§ RESEÑA
════════════════════

La geometría y el mito.
Un ensayo sobre la libertad y el liberalismo en México, 1821-1970

México, Fondo de Cultura Económica, 2010, 151 pp.

 

 

 

 

 

 

 

 

 

 

 

 

(compilador)

La espada y la pluma. Libertad y liberalismo en México, 1821-2005

México, Fondo de Cultura Económica, 2011, 1086 pp.

 

José Antonio Aguilar Rivera es hoy uno de los expositores más lúcidos y exigentes de la historia de nuestras ideas políticas. En su recorrido por los debates institucionales del siglo XIX, en su examen de la vida intelectual mexicana en contraste con la de los Estados Unidos, en sus alegatos en contra de las persuasiones multiculturales, en su ficción sobre el viaje de Tocqueville a México, incluso en su recorrido de nuestras banquetas, ha esclarecido debates cruciales de nuestra vida pública. Lo ha hecho no solamente con rigor académico y elocuencia; también lo ha hecho con un apreciable beligerancia. José Antonio Aguilar ha emprendido un viaje por la historia y la filosofía política con ánimo de batalla: para dar pelea en el México de hoy en contra de las diversas seducciones antiliberales. Ha publicado recientemente dos obras importantes para entender el camino liberal y sus extravíos en México. Dos volúmenes que se complementan. El primero es un ensayo personal, delgado y penetrante sobre el liberalismo en México; el segundo, una compilación voluminosa de textos clásicos.

En el polemista leemos algo más que una cátedra sobre nuestra vida intelectual: encontramos a un combatiente. El primer impulso para pensar con seriedad la tradición liberal en México le vino a Aguilar Rivera con la rebelión zapatista. Un programa eminentemente antiliberal seducía a la opinión pública y a amplias franjas de la intelectualidad mexicana. Antiliberalismo profundo. Desde entonces, José Antonio Aguilar se ha dedicado a pensar críticamente la tradición liberal mexicana. Ha detectado la marginalidad, la superficialidad del argumento liberal en la práctica política y en las convicciones públicas. Aunque todo mundo se asumiera como liberal y rindiera tributo a su vocabulario, ser liberal en el México postrevolucionario era una rareza, casi una locura. Solo en la imaginación literaria había espacio para el liberalismo: en el terreno de las ideas políticas había fraseología liberal, no ideas.

════════════════════

§ DATOS MOSTRADOS
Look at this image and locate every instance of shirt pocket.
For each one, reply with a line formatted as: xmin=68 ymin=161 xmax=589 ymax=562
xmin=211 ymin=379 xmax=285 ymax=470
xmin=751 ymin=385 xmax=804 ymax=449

════════════════════

§ PLANTEAMIENTO 1
Según la reseña, ¿qué acontecimiento dio a Aguilar Rivera el primer impulso para pensar con seriedad la tradición liberal en México?
§ PLANTEAMIENTO 2
Enumera los trabajos o recorridos con los que, según la reseña, Aguilar Rivera ha esclarecido debates cruciales de la vida pública.

§ RESPUESTA COMPLETA 1
La rebelión zapatista.

§ RESPUESTA COMPLETA 2
- Su recorrido por los debates institucionales del siglo XIX
- Su examen de la vida intelectual mexicana en contraste con la de los Estados Unidos
- Sus alegatos en contra de las persuasiones multiculturales
- Su ficción sobre el viaje de Tocqueville a México
- Su recorrido de nuestras banquetas